• [What you are asked to do]
Could you recast all the material below as a numbered list, one line per item, skipping blank lines and leaving the pictures out?

— begin Supplied entries —

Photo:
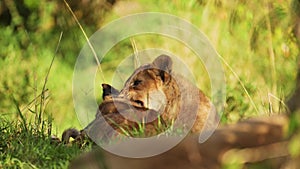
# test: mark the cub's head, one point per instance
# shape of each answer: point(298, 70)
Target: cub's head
point(147, 85)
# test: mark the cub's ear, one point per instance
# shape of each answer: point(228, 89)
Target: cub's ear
point(109, 91)
point(163, 62)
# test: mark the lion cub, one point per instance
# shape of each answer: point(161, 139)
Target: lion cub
point(155, 86)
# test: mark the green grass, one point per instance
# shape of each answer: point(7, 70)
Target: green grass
point(23, 146)
point(259, 58)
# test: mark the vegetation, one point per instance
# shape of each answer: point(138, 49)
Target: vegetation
point(254, 38)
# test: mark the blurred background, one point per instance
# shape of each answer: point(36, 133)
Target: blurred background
point(254, 38)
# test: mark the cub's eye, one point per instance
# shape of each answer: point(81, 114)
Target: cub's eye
point(136, 82)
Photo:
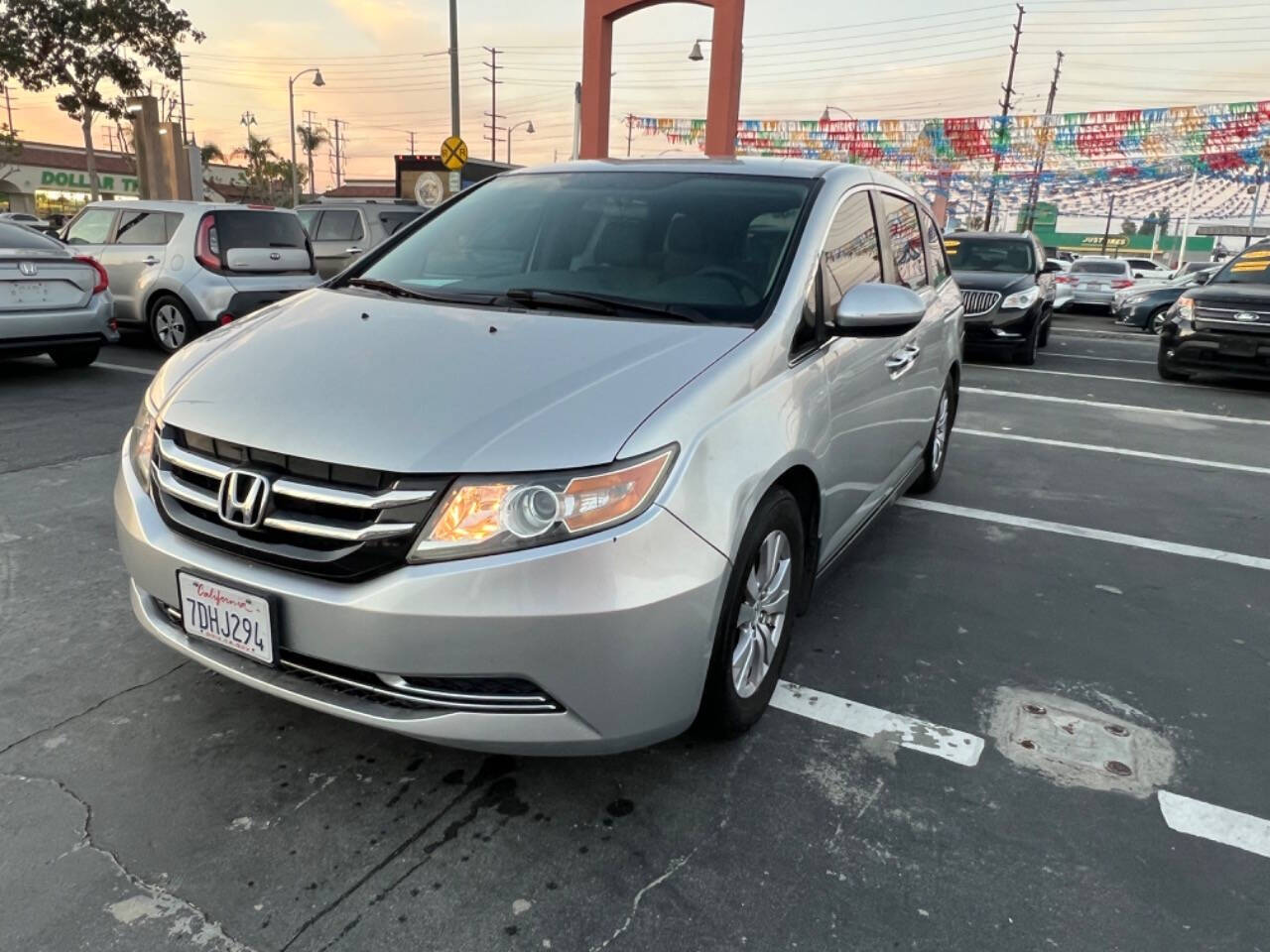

— end Supplied entries —

• [Full response]
1. Photo:
2. # test: mark the cub's head, one point per instance
3. # shape of each answer: point(298, 70)
4. Target: cub's head
5. point(147, 85)
6. # test: mark the cub's ear, one point per instance
7. # shape of each answer: point(228, 89)
8. Target: cub's ear
9. point(109, 91)
10. point(163, 62)
11. # test: mark the lion cub, one point per instance
12. # shape of each answer: point(161, 139)
13. Target: lion cub
14. point(155, 86)
15. # test: mark the green grass, one point per instance
16. # shape of each answer: point(7, 70)
17. Target: green grass
18. point(23, 146)
19. point(259, 58)
20. # test: mark the vegetation, one point per instance
21. # shape of each answer: point(138, 49)
22. Target: vegetation
23. point(254, 38)
24. # test: mark the blurred background, one point per instance
25. # shape of each answer: point(36, 133)
26. Target: blurred background
27. point(254, 38)
28. # test: mark the cub's eye, one point per instance
29. # shape of each answer: point(81, 114)
30. Target: cub's eye
31. point(136, 82)
32. Photo:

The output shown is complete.